Copy out each of the following rows word for word, from the first through the last.
--- START ---
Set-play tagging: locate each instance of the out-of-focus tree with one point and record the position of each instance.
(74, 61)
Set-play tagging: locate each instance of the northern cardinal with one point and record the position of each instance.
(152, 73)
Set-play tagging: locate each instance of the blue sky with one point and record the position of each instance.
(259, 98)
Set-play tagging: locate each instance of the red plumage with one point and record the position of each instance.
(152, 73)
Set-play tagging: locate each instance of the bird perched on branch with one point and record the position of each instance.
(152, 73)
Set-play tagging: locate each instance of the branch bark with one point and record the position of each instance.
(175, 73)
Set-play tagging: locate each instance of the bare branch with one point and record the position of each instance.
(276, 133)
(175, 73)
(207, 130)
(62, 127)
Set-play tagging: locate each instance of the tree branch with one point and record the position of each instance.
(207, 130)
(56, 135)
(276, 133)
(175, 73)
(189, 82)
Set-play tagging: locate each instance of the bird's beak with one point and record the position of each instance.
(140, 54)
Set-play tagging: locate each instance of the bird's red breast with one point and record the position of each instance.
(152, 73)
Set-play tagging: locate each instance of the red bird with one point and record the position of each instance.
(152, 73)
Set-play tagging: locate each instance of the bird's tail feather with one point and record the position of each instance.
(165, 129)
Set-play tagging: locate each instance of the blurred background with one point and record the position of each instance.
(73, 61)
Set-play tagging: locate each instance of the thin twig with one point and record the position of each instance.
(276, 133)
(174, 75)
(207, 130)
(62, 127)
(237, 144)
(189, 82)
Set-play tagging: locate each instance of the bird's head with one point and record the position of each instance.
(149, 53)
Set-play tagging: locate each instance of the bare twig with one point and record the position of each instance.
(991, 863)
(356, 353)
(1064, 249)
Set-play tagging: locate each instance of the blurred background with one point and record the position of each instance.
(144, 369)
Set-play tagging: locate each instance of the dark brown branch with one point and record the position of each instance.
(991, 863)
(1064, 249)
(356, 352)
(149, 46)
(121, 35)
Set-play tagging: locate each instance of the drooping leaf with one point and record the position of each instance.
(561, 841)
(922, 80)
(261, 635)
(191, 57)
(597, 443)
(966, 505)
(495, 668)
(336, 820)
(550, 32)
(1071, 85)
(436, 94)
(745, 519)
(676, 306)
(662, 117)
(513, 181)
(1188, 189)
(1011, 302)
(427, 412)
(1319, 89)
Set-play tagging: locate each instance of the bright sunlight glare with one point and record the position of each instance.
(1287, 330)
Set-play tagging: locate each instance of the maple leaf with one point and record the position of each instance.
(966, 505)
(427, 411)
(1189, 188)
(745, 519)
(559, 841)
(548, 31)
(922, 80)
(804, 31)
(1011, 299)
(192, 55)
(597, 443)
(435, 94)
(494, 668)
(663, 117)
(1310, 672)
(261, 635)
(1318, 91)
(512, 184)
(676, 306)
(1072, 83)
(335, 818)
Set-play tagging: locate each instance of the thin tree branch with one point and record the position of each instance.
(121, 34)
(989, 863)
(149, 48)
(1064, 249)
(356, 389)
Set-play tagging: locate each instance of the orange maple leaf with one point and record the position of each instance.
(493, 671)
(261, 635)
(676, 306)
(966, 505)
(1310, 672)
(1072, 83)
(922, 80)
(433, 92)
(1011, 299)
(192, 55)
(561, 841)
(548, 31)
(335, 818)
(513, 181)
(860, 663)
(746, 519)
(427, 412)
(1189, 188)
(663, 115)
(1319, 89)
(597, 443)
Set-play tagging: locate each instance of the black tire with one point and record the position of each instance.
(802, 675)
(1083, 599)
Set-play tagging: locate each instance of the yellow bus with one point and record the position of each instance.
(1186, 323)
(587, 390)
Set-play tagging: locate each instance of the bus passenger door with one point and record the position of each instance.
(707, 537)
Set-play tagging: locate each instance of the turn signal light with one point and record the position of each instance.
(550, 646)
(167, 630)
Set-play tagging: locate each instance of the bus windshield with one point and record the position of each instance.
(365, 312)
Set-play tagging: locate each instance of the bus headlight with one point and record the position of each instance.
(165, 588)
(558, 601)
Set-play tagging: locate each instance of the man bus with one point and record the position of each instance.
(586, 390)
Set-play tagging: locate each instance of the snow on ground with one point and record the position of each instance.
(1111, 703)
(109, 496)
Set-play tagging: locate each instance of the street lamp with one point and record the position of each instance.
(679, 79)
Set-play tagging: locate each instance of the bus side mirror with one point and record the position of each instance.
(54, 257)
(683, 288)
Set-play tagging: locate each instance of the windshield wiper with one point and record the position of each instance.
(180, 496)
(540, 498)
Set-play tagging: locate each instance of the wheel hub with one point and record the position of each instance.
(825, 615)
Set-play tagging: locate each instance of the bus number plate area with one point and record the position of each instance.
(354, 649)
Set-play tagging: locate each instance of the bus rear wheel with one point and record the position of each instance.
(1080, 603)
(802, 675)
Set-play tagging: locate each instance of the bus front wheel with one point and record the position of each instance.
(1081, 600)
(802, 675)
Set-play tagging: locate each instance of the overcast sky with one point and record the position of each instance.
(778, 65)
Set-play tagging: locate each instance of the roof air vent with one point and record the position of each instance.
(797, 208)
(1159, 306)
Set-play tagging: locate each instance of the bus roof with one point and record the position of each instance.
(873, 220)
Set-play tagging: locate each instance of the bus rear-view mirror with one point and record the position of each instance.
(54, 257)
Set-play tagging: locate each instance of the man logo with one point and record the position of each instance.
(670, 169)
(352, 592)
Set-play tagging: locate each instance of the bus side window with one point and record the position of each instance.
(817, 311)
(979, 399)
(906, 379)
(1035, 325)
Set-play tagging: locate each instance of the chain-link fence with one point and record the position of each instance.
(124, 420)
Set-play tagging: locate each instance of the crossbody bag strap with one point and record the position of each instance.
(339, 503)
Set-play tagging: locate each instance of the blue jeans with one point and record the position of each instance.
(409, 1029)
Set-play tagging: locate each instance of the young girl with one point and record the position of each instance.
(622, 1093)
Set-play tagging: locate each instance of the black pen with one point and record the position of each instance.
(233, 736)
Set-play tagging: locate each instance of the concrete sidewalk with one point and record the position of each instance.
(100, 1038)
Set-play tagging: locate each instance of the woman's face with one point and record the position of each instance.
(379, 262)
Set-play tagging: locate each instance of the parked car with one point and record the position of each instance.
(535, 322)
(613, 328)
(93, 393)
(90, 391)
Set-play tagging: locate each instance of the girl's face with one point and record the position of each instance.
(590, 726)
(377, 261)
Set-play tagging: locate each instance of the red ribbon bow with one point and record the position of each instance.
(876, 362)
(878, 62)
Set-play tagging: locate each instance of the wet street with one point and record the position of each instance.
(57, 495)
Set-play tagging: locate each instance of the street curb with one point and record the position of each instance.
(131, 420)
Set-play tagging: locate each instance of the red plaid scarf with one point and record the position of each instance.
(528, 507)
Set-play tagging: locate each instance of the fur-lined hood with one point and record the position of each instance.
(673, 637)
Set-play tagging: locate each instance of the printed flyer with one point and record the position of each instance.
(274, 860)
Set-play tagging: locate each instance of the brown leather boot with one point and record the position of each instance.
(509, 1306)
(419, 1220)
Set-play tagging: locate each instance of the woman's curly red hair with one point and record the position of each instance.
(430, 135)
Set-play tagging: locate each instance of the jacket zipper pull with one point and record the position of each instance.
--- END ---
» Solution below:
Set-play tagging: locate each instance of the out-of-focus tree with one point and record the position of each instance.
(74, 61)
Set-play tagging: locate each instance of the northern cardinal with one point and record the position of each instance.
(152, 73)
Set-play tagging: locate each instance of the blue sky with one point and record the position of each instance.
(259, 98)
Set-play tagging: locate each instance of the red plumage with one point and record the position of each instance.
(152, 73)
Set-play tagging: locate each instance of the bird perched on branch with one point and record the position of each instance.
(152, 73)
Set-play tagging: locate each instance of the branch bark with one point and record the position of each instance.
(175, 73)
Set-play tagging: locate each instance of the bare branch with one point and record the position of each instance.
(276, 133)
(175, 73)
(207, 130)
(62, 127)
Set-play tagging: locate each instance of the tree branch with one point and record the position of each instance.
(207, 130)
(56, 135)
(276, 133)
(175, 73)
(189, 82)
Set-play tagging: locate each instance of the bird's beak with one point and record the position of each instance.
(140, 54)
Set-play tagging: locate each instance of the bird's red breast with one point and record the position of each instance.
(152, 73)
Set-play tagging: locate each instance of the red bird with one point and record the position of each instance.
(152, 73)
Set-play tagging: locate each instance of the bird's tail feather with one point and record the position of each instance.
(165, 129)
Set-play tagging: locate each instance of the blurred background with one point and record the position of each instance.
(73, 61)
Set-play tagging: locate each instance of the thin twig with one point and record the position of each instance.
(276, 133)
(174, 75)
(207, 130)
(62, 127)
(237, 144)
(189, 82)
Set-play tagging: locate each instance of the bird's head with one point and record the position of each instance.
(149, 53)
Set-play tagging: locate each instance of the bare twig with one point and record the position of each instance.
(991, 863)
(356, 353)
(1064, 249)
Set-play tagging: locate each instance of the blurred background with one point and record the position of each instance.
(144, 369)
Set-play tagging: locate each instance of the dark brown branch with one point and record the position of each instance.
(991, 863)
(1064, 249)
(356, 352)
(149, 46)
(121, 35)
Set-play tagging: locate each instance of the drooping leaf with one point and record the position of each instance.
(561, 841)
(922, 80)
(261, 635)
(191, 57)
(597, 443)
(966, 505)
(495, 668)
(336, 820)
(550, 32)
(1071, 85)
(436, 94)
(745, 519)
(676, 306)
(662, 117)
(513, 181)
(1188, 189)
(1011, 302)
(427, 412)
(1319, 89)
Set-play tagging: locate each instance of the bright sunlight glare with one point and record the position of each instance.
(1287, 330)
Set-play tagging: locate each instance of the maple leaf with one point and record the position of each instance.
(966, 505)
(427, 411)
(1189, 188)
(745, 519)
(559, 841)
(548, 31)
(922, 80)
(804, 31)
(1011, 299)
(192, 55)
(597, 443)
(435, 94)
(494, 668)
(663, 117)
(1310, 672)
(261, 635)
(1318, 91)
(512, 184)
(676, 306)
(1072, 83)
(335, 818)
Set-play tagging: locate each instance of the thin tree branch with one point and record the position of each instance.
(121, 34)
(989, 863)
(149, 48)
(1064, 249)
(356, 389)
Set-play tagging: locate each instance of the orange maple leaf with one point and record the position of each instance.
(493, 671)
(261, 635)
(676, 306)
(966, 505)
(1310, 672)
(1072, 83)
(922, 80)
(433, 92)
(1011, 299)
(192, 55)
(561, 841)
(548, 31)
(335, 818)
(513, 181)
(860, 663)
(746, 519)
(427, 412)
(1189, 188)
(663, 115)
(1319, 89)
(597, 443)
Set-play tagging: locate each instance of the black tire with one point and record the position of each instance.
(802, 675)
(1083, 599)
Set-play tagging: locate each instance of the yellow bus with one point and record the position of each instance.
(1186, 323)
(587, 390)
Set-play tagging: locate each instance of the bus passenger door with one point and record the position of each instance.
(707, 537)
Set-play tagging: locate each instance of the turn signal light with one point and record the position of each instance.
(550, 646)
(167, 630)
Set-play tagging: locate each instance of the bus windshield with one point and record the position of each instance.
(365, 312)
Set-play tagging: locate each instance of the bus headlight with one point and record the position of each instance.
(165, 588)
(558, 601)
Set-play tagging: locate each instance of the man bus with one point and record the position of each instance.
(586, 390)
Set-play tagging: locate each instance of the snow on ground with one point and record the position of each instance.
(1111, 703)
(109, 496)
Set-play tagging: locate each instance of the street lamp with one point and record the position of each instance.
(679, 79)
Set-play tagging: locate each instance of the bus side mirror with one point and record the position of each instance.
(54, 257)
(683, 288)
Set-play tagging: locate each instance of the windshield wiper with one point and record the position of each instance.
(180, 496)
(540, 498)
Set-play tagging: locate each instance of the wheel hub with one point and record the position of each instance.
(825, 615)
Set-play tagging: locate each instance of the bus number plate area with one point and record the position of each instance.
(354, 649)
Set-play tagging: locate each instance of the bus rear wheel with one point and record the position of each instance.
(1080, 603)
(802, 675)
Set-play tagging: locate each instance of the bus front wheel with one point and record the position of each instance.
(1081, 600)
(802, 675)
Set-play tagging: locate each instance of the overcast sky with one point and record the position of each instance.
(778, 65)
Set-play tagging: locate each instance of the roof air vent with one point and record the position of each instance.
(797, 208)
(1159, 306)
Set-play tagging: locate each instance of the bus roof with one point and record the position of each instance.
(873, 220)
Set-play tagging: locate each instance of the bus rear-view mirror with one point and record the position of each instance.
(54, 257)
Set-play tagging: locate each instance of the man logo with one point and record the position of each instance.
(670, 169)
(352, 592)
Set-play tagging: locate each instance of the bus side window with one point and record the position of each instance.
(817, 311)
(979, 399)
(906, 379)
(1035, 325)
Set-play tagging: locate each instance of the chain-link fence with one point and record the position of each instance.
(124, 420)
Set-play tagging: locate each instance of the crossbody bag strap with one point and record the position of each instance.
(339, 503)
Set-play tagging: locate each instance of the blue jeans with one point and record the position of each instance.
(409, 1029)
Set-play tagging: locate each instance of the young girl with one point and record the position of each instance.
(622, 1093)
Set-play tagging: locate each instance of the black pen with one point and record the position of each instance.
(233, 736)
Set-play tagging: locate each instance of the concrete sidewalk with one point and record the position of each instance.
(100, 1038)
Set-play tagging: locate each instance of the woman's face with one point and record the position of each instance.
(379, 262)
Set-play tagging: locate each instance of the parked car with one point and record the position of each instance.
(535, 322)
(613, 328)
(93, 393)
(90, 391)
Set-play tagging: locate each instance of the girl's face with one point and record the position of each instance.
(590, 726)
(377, 261)
Set-play tagging: locate each instance of the red ribbon bow with one point and record the position of each instance.
(876, 362)
(878, 62)
Set-play tagging: locate each instance of the wet street with one point and record the position of each instance.
(57, 495)
Set-play tagging: locate each instance of the street curb with one point and record the position of each instance.
(131, 420)
Set-play tagging: locate each instance of the red plaid scarf with one point and record the position of each instance.
(528, 507)
Set-play tagging: locate each instance of the fur-lined hood with one point and record the position of each instance.
(673, 637)
Set-play tagging: locate each instance of the printed flyer with one point and record the position of each instance.
(274, 860)
Set-play tagging: locate each instance of the brown leather boot with one point and record the position of each instance.
(509, 1306)
(419, 1220)
Set-play tagging: locate each instance of the woman's curly red hair with one point and record the position of each instance.
(430, 135)
Set-play tagging: locate each instance of the jacket zipper pull with one point and record the position of each instance.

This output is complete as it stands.